## Trecho da página
Carta Apostólica
In Supremo
Sobre a condenação
da escravidão dos indígenas
e do comércio dos
negros
1. Elevados à
suprema dignidade do apostolado e representando, ainda que sem nenhum mérito, a
pessoa de Jesus Cristo Filho de Deus, que por sua desmedida caridade se fez
homem e se dignou morrer pela redenção do mundo, sentimos que pertence à nossa
solicitude pastoral esforçar-nos para dissuadir completamente os fiéis do
desumano mercado dos negros e de quaisquer outros homens.
2. Em verdade,
desde quando o evangelho começou a se difundir, começou a ficar mais aliviada
junto aos cristãos a condição daqueles míseros, então muito numerosos, que
tinham caído em duríssima escravidão, especialmente na ocasião de guerras. Os
apóstolos, inspirados pelo Espírito de Deus, ensinavam os escravos a obedecer
aos patrões carnais como a Cristo, e a cumprir com satisfação a vontade de
Deus, mas impunham aos senhores que agissem humanamente com os escravos para
dar-lhes o que era justo e equânime, e não exercessem ameaças, sabendo que nos
céus há um Senhor comum destes e daqueles, e que para Deus não há distinção de
pessoas (Ef 6,5ss; Cl 3,22ss; 4,1). Como era anunciada universalmente uma
sincera caridade em relação a todos como lei evangélica, uma vez que Cristo
Senhor havia declarado que retinha feito ou negado a si aquilo que de bom e
misericordioso houvesse sido feito ou negado aos mais pequeninos e aos
indigentes (Mt 25,35ss), derivou facilmente que os cristãos não apenas
considerassem como irmãos os seus escravos, especialmente se eles fossem
cristãos (1), mas muitos eram também orientados a conceder a liberdade àqueles
que a mereciam - o que era costume fazer-se especialmente por ocasião das
solenidades pascais, como lembra Gregório Nisseno (2). Não faltaram os que,
animados de caridade mais ardorosa, "entregaram-se espontaneamente à
escravidão para redimir os outros". Nosso predecessor, Clemente I, homem
apostólico de santíssima memória, atesta ter conhecido muitos desses (3).

## Material
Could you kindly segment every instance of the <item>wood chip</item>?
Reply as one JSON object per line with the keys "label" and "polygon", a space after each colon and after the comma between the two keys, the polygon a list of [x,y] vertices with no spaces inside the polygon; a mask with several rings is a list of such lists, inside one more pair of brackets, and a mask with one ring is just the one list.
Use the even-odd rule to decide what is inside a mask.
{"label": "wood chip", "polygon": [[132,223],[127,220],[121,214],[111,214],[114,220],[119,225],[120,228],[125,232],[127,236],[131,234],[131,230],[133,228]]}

## O que se pede
Segundo o trecho, em que ocasião costumavam os cristãos conceder a liberdade aos escravos que a mereciam? O material não tem nenhum papel nesta atividade.

## Resposta escrita
Especialmente por ocasião das solenidades pascais.